[Stored items from a collection]

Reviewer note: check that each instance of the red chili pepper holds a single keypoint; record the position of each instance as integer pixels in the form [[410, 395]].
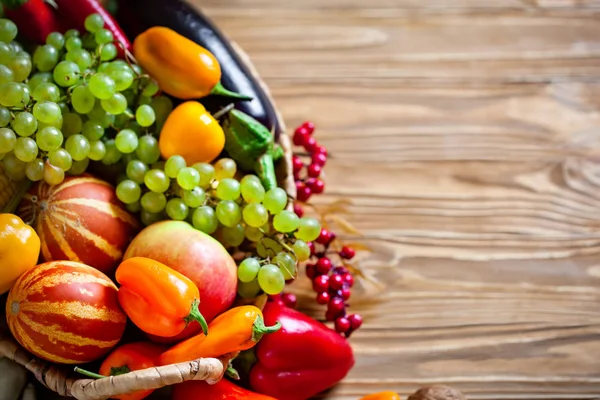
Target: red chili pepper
[[76, 11], [300, 360], [34, 18]]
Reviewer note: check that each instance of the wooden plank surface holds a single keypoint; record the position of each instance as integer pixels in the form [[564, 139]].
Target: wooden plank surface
[[467, 135]]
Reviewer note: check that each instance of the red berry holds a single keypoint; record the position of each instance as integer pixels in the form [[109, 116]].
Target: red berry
[[289, 299], [347, 252], [336, 305], [336, 281], [323, 265], [298, 210], [355, 321], [319, 159], [323, 298], [342, 325], [309, 126], [314, 170], [321, 283], [297, 164], [310, 144]]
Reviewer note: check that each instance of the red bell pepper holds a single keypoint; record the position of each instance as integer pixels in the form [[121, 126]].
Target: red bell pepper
[[302, 359]]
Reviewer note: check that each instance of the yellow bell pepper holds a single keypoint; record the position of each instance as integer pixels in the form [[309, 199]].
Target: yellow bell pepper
[[19, 249]]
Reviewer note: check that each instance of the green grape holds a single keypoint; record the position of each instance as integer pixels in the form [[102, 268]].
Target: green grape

_WHAT IS NEEDED_
If an entry holds a picture, skip the picture and print the rest of the data exactly.

_TASK ANSWER_
Reviewer note: check that each instance of the red chili pepper holds a single keypoint; record the position of each instance as integer pixels in the form [[410, 395]].
Target: red chili pepper
[[76, 11], [300, 360], [34, 18]]
Reviewer note: check that each instance of the wooden plank surface holds a single keypoint; record the position of each instance as integer pixels in the form [[564, 139]].
Target: wooden plank surface
[[467, 135]]
Reviewer note: check that each instance of the red berry holds a single keypoint; record the position of each instance as integer pixels in the form [[109, 116]].
Target: red berry
[[289, 299], [347, 252], [336, 305], [336, 281], [323, 265], [298, 210], [355, 321], [319, 159], [323, 298], [342, 325], [309, 126], [314, 170], [321, 283], [297, 164], [310, 144]]
Reviewer note: check that each instance of the red bell pepper holds a single keypoint; record the position of each instance as integer pixels in the form [[121, 126]].
Target: red bell pepper
[[302, 359]]
Reviewer note: check that each instance of the yellow bell pepper holds a single keypoint; record the position of each instance as integer pixels in the form [[309, 199]].
Target: yellow bell pepper
[[19, 249]]
Reviewer note: check that each instance of the green grape holds a single keypoint; record the position of each instance as integer pixels in the form [[102, 268]].
Target: green grape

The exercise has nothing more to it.